● Material for this task:
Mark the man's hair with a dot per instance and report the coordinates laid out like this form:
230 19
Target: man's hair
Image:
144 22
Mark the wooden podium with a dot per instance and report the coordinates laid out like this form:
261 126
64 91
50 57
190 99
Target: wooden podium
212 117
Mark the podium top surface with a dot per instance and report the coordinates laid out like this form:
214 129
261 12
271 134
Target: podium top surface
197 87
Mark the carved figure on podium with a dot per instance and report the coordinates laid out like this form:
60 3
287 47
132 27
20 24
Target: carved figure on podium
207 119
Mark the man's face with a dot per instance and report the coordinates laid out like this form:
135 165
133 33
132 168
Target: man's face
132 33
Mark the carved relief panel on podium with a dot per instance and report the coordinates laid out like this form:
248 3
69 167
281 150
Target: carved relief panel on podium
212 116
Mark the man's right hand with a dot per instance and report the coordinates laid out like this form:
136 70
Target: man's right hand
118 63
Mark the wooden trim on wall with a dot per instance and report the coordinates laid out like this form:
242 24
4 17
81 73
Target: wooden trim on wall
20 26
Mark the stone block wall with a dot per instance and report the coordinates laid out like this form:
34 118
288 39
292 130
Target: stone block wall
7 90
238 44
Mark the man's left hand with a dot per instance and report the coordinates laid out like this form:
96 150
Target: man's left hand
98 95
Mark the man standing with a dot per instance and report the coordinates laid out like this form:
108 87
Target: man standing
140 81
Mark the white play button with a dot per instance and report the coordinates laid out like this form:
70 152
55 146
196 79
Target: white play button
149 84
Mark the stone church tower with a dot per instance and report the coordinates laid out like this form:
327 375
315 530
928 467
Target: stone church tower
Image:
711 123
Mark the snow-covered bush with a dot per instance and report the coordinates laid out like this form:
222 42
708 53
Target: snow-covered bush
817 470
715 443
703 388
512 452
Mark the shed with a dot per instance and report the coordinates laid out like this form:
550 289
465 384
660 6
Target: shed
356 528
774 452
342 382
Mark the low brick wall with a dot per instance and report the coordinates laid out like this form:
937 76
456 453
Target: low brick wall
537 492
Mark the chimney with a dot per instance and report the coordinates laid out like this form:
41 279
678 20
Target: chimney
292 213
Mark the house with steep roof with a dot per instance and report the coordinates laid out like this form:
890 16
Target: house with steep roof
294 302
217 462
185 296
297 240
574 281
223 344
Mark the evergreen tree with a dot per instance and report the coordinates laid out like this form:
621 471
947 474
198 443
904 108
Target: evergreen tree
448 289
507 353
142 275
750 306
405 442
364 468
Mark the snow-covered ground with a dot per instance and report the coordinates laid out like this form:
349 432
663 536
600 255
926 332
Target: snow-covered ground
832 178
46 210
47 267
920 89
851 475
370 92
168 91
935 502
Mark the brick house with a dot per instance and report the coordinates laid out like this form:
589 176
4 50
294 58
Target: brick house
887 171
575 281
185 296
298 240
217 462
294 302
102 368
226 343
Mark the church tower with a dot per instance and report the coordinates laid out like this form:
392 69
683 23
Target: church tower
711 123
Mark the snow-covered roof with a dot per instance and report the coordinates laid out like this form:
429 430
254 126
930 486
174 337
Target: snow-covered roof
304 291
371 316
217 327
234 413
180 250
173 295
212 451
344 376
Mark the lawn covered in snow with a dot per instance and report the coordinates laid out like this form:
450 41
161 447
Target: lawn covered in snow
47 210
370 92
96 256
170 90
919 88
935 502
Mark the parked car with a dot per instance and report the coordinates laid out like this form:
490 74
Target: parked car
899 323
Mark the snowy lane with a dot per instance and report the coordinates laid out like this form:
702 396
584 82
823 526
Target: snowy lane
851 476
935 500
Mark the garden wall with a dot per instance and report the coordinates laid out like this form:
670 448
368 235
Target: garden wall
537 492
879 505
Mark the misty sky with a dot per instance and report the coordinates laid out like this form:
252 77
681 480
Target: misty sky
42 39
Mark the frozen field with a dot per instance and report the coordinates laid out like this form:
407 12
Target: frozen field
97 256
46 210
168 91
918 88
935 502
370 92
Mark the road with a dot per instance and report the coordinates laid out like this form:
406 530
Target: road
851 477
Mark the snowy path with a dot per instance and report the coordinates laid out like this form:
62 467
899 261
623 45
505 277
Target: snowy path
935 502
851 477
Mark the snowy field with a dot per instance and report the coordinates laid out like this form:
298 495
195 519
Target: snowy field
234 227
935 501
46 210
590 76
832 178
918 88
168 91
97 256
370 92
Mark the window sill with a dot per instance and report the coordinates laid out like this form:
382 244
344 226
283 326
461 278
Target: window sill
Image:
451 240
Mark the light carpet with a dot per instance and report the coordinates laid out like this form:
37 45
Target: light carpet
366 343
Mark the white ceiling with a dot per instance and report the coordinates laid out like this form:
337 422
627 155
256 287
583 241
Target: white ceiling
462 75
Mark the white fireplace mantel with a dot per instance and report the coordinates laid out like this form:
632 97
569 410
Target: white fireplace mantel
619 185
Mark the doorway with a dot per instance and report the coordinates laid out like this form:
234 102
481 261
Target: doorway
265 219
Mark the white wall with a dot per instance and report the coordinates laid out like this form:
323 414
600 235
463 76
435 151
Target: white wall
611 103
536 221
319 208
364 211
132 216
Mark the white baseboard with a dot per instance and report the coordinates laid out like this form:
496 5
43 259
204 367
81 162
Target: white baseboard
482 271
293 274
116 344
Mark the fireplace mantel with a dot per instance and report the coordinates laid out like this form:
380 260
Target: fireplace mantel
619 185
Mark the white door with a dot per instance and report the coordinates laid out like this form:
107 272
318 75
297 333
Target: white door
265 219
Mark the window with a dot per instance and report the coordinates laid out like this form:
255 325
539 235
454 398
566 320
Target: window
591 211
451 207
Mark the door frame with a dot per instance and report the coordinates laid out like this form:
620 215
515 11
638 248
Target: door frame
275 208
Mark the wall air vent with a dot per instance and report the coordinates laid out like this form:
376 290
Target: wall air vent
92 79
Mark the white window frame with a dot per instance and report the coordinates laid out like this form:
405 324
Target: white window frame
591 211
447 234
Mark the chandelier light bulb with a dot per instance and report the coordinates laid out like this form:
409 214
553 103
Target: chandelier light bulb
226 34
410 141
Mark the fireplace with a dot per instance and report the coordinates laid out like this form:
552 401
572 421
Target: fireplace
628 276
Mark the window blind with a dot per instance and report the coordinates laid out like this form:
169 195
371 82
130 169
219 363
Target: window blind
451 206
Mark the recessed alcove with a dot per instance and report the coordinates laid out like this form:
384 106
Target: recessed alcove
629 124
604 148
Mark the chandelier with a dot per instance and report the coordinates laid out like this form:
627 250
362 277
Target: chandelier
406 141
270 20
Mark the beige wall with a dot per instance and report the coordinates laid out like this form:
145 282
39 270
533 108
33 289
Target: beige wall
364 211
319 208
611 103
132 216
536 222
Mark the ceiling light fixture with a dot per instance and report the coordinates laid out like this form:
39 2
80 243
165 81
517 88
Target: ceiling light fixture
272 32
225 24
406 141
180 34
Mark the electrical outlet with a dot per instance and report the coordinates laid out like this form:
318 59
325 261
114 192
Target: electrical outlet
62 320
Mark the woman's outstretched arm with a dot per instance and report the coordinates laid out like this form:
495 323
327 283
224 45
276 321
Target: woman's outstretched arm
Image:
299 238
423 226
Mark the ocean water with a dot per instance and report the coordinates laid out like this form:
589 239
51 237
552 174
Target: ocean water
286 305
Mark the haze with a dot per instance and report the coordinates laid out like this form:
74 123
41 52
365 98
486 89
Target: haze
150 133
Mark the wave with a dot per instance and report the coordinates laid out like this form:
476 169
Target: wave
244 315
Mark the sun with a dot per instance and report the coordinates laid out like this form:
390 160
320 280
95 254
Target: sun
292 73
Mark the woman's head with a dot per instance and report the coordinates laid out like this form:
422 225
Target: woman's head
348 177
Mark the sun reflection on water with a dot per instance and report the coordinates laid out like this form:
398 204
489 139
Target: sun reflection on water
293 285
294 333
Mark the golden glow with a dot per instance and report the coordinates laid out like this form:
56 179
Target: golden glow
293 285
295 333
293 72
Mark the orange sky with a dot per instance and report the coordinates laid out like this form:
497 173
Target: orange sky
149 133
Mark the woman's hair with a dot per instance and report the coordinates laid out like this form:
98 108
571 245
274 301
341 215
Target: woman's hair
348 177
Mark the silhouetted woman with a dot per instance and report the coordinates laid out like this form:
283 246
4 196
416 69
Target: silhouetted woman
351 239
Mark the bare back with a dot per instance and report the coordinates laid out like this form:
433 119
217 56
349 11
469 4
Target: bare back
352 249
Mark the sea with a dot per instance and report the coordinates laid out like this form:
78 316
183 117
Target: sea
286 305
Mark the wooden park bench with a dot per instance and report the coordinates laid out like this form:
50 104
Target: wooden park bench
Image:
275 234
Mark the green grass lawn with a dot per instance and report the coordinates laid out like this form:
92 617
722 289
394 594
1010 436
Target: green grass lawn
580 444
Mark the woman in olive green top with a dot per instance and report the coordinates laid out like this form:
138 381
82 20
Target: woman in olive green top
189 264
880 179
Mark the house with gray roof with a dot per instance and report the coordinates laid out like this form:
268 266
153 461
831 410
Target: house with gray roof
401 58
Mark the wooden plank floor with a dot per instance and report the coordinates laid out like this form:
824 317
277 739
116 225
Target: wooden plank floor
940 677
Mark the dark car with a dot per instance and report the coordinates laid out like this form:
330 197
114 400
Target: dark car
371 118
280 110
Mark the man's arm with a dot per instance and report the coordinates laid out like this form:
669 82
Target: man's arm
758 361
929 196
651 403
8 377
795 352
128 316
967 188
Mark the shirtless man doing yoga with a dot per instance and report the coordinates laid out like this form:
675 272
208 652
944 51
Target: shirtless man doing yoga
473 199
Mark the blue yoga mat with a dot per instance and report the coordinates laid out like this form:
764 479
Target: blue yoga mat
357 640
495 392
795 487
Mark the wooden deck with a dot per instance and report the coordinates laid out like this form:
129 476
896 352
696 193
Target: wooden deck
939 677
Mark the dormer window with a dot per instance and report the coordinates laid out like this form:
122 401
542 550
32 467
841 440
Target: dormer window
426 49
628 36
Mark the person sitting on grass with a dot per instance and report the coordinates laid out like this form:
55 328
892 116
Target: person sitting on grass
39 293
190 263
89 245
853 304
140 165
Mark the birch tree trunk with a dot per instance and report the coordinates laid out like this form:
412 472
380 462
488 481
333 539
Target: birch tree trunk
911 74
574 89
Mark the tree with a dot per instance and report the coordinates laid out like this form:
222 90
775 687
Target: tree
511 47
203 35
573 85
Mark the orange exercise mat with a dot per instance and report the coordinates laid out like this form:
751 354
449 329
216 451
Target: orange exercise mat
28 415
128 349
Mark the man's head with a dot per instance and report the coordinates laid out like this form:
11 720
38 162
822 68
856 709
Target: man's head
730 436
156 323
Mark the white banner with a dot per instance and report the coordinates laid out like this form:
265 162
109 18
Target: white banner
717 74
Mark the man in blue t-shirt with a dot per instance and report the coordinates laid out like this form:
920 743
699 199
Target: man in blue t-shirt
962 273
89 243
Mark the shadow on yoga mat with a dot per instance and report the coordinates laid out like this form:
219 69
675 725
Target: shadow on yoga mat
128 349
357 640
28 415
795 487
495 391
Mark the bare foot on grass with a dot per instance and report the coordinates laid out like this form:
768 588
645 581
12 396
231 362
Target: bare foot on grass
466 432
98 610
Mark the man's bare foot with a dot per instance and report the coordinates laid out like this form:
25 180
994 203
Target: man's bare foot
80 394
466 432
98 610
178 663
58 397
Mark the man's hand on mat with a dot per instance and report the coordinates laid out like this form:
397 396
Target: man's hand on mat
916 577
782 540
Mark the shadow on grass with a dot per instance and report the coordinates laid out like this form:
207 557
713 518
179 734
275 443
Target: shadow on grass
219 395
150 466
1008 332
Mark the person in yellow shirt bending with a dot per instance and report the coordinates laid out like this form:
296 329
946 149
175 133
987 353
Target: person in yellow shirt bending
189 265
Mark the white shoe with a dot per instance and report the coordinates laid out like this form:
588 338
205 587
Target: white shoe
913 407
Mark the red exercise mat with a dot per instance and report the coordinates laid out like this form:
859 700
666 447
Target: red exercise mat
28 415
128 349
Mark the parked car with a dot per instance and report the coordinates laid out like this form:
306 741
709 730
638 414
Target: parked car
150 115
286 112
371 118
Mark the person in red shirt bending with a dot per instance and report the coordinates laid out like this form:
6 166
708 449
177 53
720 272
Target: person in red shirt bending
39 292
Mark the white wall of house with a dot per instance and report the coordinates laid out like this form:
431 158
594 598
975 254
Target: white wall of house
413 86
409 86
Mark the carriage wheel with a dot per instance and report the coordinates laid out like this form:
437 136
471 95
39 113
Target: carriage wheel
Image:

● Work to do:
Give the lines from the one containing "Mark the man's bare" through the end of the entries again, exactly as written and with no other lines.

● Solution below:
Mark the man's bare foot with a dot per instance and report the coordinates laid out like this form:
25 180
994 203
Target: man's bare foot
80 394
466 432
98 610
178 663
58 397
Mark the man's hand on mat with a dot per instance and report the coordinates laid out like this form:
397 396
Target: man's hand on mat
916 577
782 540
Mark the shadow on grass with a dot per instance and report the coordinates laid out like this form:
207 557
713 518
179 734
275 443
Target: shadow on grass
219 395
150 466
1008 332
Mark the person in yellow shirt bending with a dot per instance and report the coordinates laid out like this form:
296 329
946 149
175 133
987 353
Target: person in yellow shirt bending
189 265
Mark the white shoe with a dot per instance and report the coordinates laid out like this form:
588 338
205 587
Target: white shoe
913 407
Mark the red exercise mat with a dot per instance and report the coordinates laid out like this form:
859 700
666 447
Target: red exercise mat
28 415
128 349
Mark the parked car with a dot per instance and report the coordinates laid out like this form:
306 741
709 730
638 414
Target: parked car
150 115
286 112
371 118
Mark the person in red shirt bending with a dot per instance and report the coordinates laid out like this form:
6 166
708 449
177 53
720 272
Target: person in red shirt bending
39 292
Mark the white wall of house with a dot per instance and report the coordinates laid out like this form:
431 158
594 598
975 254
Target: white wall of house
413 86
409 86
Mark the carriage wheel with a dot per instance and report the coordinates laid out like this form:
437 136
471 95
39 113
Target: carriage wheel
Image:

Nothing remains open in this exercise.